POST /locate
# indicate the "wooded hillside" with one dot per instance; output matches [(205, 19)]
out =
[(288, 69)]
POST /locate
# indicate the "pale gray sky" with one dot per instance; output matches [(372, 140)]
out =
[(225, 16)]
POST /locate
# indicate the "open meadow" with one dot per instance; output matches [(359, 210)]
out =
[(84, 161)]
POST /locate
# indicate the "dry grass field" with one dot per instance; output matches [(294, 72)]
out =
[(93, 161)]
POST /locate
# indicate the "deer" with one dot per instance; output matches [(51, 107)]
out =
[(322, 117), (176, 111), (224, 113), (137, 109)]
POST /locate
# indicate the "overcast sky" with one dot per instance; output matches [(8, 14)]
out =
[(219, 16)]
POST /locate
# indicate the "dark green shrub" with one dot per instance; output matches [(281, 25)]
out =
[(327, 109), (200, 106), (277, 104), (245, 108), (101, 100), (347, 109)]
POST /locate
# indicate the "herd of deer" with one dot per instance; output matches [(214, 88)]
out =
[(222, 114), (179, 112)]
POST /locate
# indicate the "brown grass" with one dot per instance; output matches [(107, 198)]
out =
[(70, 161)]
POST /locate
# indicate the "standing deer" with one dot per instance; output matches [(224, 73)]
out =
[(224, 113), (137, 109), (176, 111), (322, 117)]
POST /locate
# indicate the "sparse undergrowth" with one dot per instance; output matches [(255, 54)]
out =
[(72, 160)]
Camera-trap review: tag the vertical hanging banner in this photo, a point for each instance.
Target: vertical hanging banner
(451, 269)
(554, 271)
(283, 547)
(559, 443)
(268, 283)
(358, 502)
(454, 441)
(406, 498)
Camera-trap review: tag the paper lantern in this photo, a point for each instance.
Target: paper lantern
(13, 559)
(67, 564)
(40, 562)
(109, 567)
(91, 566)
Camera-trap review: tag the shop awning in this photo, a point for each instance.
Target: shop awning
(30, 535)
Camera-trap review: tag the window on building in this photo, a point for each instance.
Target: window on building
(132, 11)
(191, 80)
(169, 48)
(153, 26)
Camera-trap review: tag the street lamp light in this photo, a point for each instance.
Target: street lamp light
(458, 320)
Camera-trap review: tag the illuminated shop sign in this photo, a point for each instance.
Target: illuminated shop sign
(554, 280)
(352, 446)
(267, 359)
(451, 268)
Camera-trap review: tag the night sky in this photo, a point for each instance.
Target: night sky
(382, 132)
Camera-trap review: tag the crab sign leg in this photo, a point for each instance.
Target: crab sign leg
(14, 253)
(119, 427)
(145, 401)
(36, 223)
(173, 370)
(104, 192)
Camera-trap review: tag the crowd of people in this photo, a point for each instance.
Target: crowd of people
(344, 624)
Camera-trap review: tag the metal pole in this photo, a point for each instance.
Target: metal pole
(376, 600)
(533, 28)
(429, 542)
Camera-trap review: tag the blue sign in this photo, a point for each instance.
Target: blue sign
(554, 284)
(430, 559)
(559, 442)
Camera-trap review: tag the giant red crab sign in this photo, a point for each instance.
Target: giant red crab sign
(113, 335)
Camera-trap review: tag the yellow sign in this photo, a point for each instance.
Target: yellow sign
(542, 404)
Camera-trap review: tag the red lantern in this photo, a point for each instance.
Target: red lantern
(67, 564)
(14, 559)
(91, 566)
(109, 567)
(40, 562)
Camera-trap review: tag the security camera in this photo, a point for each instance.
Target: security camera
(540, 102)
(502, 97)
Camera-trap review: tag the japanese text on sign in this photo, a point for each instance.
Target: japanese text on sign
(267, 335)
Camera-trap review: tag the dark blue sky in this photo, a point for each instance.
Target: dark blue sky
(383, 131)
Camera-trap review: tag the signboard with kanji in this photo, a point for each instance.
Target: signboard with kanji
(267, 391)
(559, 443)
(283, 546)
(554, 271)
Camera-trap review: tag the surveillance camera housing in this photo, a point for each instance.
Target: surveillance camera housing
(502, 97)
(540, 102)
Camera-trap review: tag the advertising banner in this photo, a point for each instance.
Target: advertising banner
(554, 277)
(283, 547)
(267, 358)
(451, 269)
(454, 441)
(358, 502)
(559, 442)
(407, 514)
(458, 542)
· · · ·
**Required work**
Write the entries out again verbatim, every one of them.

**Written solution**
POST /locate
# indicate the "wooded hillside" with one dot per instance; output matches [(205, 19)]
out =
[(288, 69)]
POST /locate
# indicate the "pale gray sky" with one dot per instance; output matches [(372, 140)]
out =
[(225, 16)]
POST /locate
# indicate the "open meadow" with one dot per instance; output matches [(359, 210)]
out =
[(84, 161)]
POST /locate
# indicate the "dry grass field" with one dot per instance; output matches [(294, 72)]
out =
[(93, 161)]
POST /locate
# indicate the "deer" with one dot per instance; output matches [(51, 107)]
out =
[(322, 117), (176, 111), (224, 113), (137, 109)]
POST /locate
# indicate the "overcast sky" with one dot per instance; output matches [(8, 14)]
out =
[(219, 16)]
POST /locate
# indicate the "dark green shrub" with one dot per instance; output matches [(281, 25)]
out =
[(327, 109), (200, 106), (277, 104), (245, 108), (101, 100), (347, 109)]
POST /locate
# indicate the "herd of deer" with one dot per instance; output matches [(214, 88)]
out =
[(222, 114), (179, 112)]
POST /locate
# indicate the "brown grass" with one dot per instance; output matches [(107, 198)]
out =
[(70, 161)]
POST /locate
# indicate the "standing deer" with one dot per instance; output matches [(224, 73)]
out =
[(224, 113), (137, 109), (176, 111), (322, 117)]
POST /locate
# indicate the "sparse undergrowth" with one dot per instance; output matches [(255, 54)]
out =
[(72, 160)]
Camera-trap review: tag the vertical hanging banner in this photo, a point for each instance.
Target: vertical hanging banner
(451, 269)
(554, 271)
(283, 547)
(559, 443)
(268, 283)
(358, 502)
(454, 441)
(406, 498)
Camera-trap review: tag the paper lantern in this photo, a point for each instance.
Target: paper lantern
(13, 559)
(67, 564)
(40, 562)
(109, 567)
(91, 566)
Camera-trap review: tag the shop awning in this photo, a point for each instance.
Target: shop awning
(30, 535)
Camera-trap review: tag the window on building in this photo, a point for each instance.
Target: window on building
(132, 11)
(191, 80)
(169, 48)
(153, 26)
Camera-trap review: tag the street lamp light in this photo, a point for each instance.
Target: street lamp light
(458, 320)
Camera-trap review: tag the illuminated shop sign in this photo, a point for each instance.
Target: illuminated shop sign
(554, 280)
(352, 446)
(267, 359)
(451, 268)
Camera-trap review: tag the night sky in this photo, a point for each instance.
Target: night sky
(382, 132)
Camera-trap review: tag the crab sign leg in this photo, a point for each instance.
Target: crab sign leg
(14, 253)
(119, 427)
(145, 401)
(36, 223)
(173, 370)
(104, 192)
Camera-trap review: tag the crowd of people in this photo, a point for each instance.
Target: crowd of people
(344, 624)
Camera-trap review: tag the metal pole in this photo, a point for each instance.
Target: metal pole
(376, 600)
(533, 28)
(429, 542)
Camera-trap review: tag the blue sign in this photo, a point for each instance.
Target: blue sign
(554, 284)
(430, 559)
(559, 442)
Camera-trap review: tag the giant red crab sign in this photo, a point for each instance.
Target: giant red crab sign
(113, 335)
Camera-trap review: tag the yellow sign in this photo, a point for each instance.
Target: yellow sign
(542, 404)
Camera-trap review: tag the red lantern in this photo, a point for each instance.
Target: red lantern
(67, 564)
(14, 559)
(91, 566)
(109, 567)
(40, 562)
Camera-trap review: tag the security camera in this photo, a point for each instance.
Target: security camera
(540, 102)
(502, 97)
Camera-trap review: tag the japanese text on sign in this photo, a point for each instance.
Target: japanese text on sign
(267, 335)
Camera-trap review: tag the dark blue sky in this photo, a point for each instance.
Target: dark blue sky
(383, 131)
Camera-trap review: tag the signboard with kanji in this photo, a point for each instance.
Target: signboard with kanji
(267, 391)
(559, 443)
(283, 546)
(554, 271)
Camera-trap review: tag the surveillance camera housing in this photo, a point for each instance.
Target: surveillance camera housing
(502, 97)
(540, 102)
Camera-trap review: tag the advertising banner in this photo, a point for each instance.
Target: advertising banner
(554, 277)
(283, 547)
(267, 358)
(451, 269)
(454, 441)
(358, 502)
(559, 442)
(407, 514)
(458, 542)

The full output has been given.